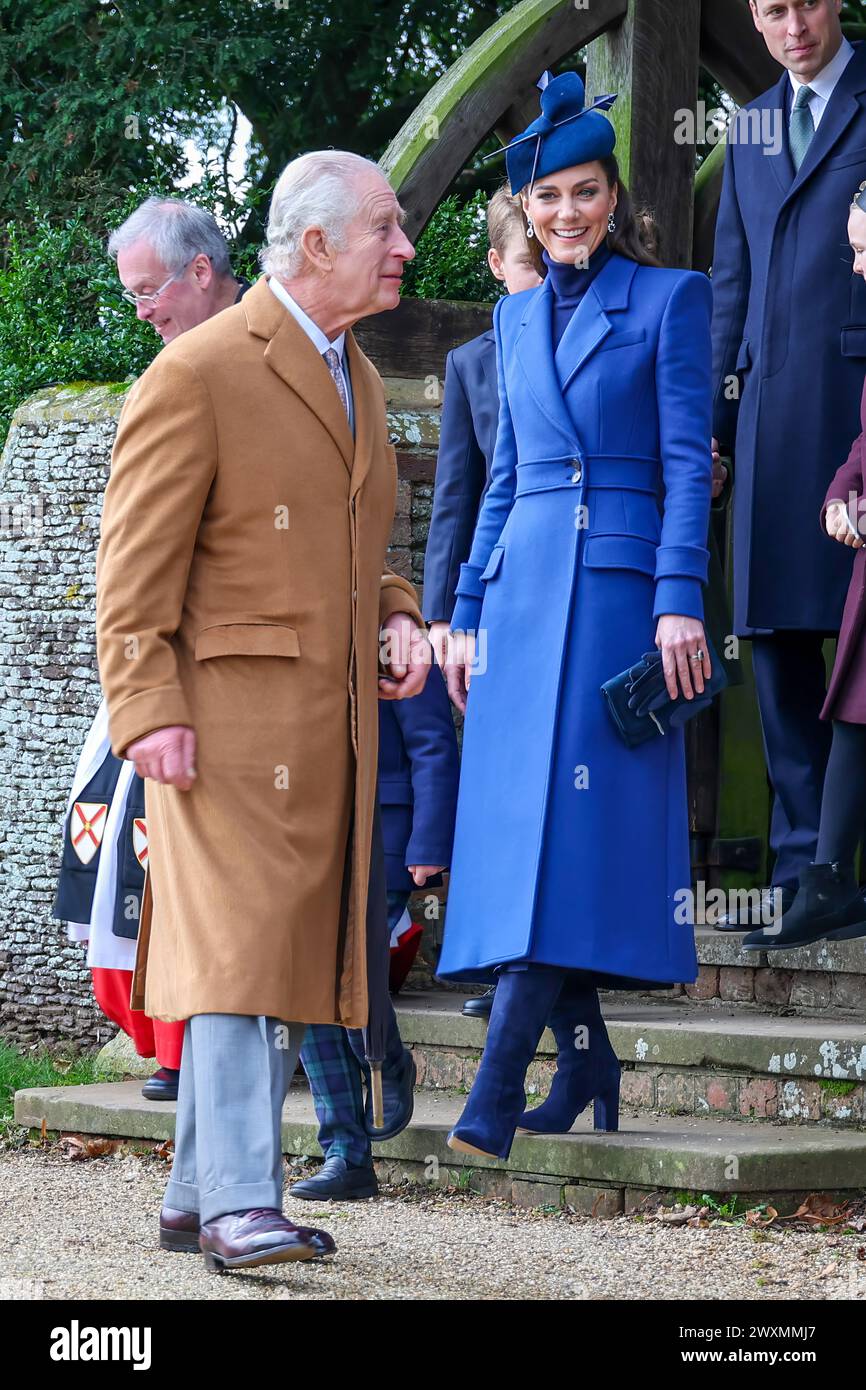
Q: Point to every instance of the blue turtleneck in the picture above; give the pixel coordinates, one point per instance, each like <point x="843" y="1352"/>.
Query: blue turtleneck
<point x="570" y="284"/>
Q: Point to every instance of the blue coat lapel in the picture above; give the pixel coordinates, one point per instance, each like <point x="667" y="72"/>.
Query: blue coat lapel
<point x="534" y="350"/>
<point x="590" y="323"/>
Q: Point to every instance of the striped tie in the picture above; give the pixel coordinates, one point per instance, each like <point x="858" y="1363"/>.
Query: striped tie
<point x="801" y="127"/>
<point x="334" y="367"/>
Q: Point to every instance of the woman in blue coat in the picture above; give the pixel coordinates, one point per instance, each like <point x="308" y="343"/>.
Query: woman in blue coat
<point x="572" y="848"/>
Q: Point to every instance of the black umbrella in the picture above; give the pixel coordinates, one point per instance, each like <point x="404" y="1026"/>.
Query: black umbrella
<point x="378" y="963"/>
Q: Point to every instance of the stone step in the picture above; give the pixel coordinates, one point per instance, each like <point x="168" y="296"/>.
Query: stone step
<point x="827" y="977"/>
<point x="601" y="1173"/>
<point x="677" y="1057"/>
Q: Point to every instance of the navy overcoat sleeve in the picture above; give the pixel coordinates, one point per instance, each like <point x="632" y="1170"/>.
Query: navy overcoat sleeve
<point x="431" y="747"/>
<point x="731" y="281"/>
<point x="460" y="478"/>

___

• **What this task involves**
Copy the rows above again, substituting "granite step" for "stone step" wherever it appears and leaving everything else unchanged. Omit the pictures.

• **Task result**
Q: Point to every instance of the blue turtleneck in the picture above; give the pixel coordinates, one point per instance, each like <point x="843" y="1352"/>.
Query: blue turtleneck
<point x="570" y="284"/>
Q: Point to every instance of the blue coat lapel in the picture above; give the pixel coordinates, one point per instance, each like <point x="667" y="72"/>.
Query: blue coat lapel
<point x="534" y="350"/>
<point x="590" y="323"/>
Q: Point to every instance of the striped tie in the picture above; give the pixel coordinates, one point per instance, each like <point x="858" y="1363"/>.
Query: striped tie
<point x="801" y="127"/>
<point x="334" y="367"/>
Q: Point to every instance of the woman in blue coat in the picture above; give the pixel coordinates, one point per instance, each like <point x="308" y="343"/>.
Query: woman in blue coat
<point x="572" y="848"/>
Q: Point to every instance of the black umbrella in the picture above; give the pixel coordinates, one point per instance, each like <point x="404" y="1026"/>.
Query: black umbrella
<point x="378" y="963"/>
Q: Point to every instance of the granite step in the picture above; give the pixel coordinates, one point per instance, each like <point x="168" y="296"/>.
Query: granite step
<point x="827" y="977"/>
<point x="601" y="1173"/>
<point x="677" y="1057"/>
Q: Point to every instance of the navy overcoat sleeve in the picture above; give the pixel coordinates, one point per instance, each like <point x="632" y="1170"/>.
Query: navy overcoat sleeve
<point x="431" y="747"/>
<point x="731" y="281"/>
<point x="460" y="478"/>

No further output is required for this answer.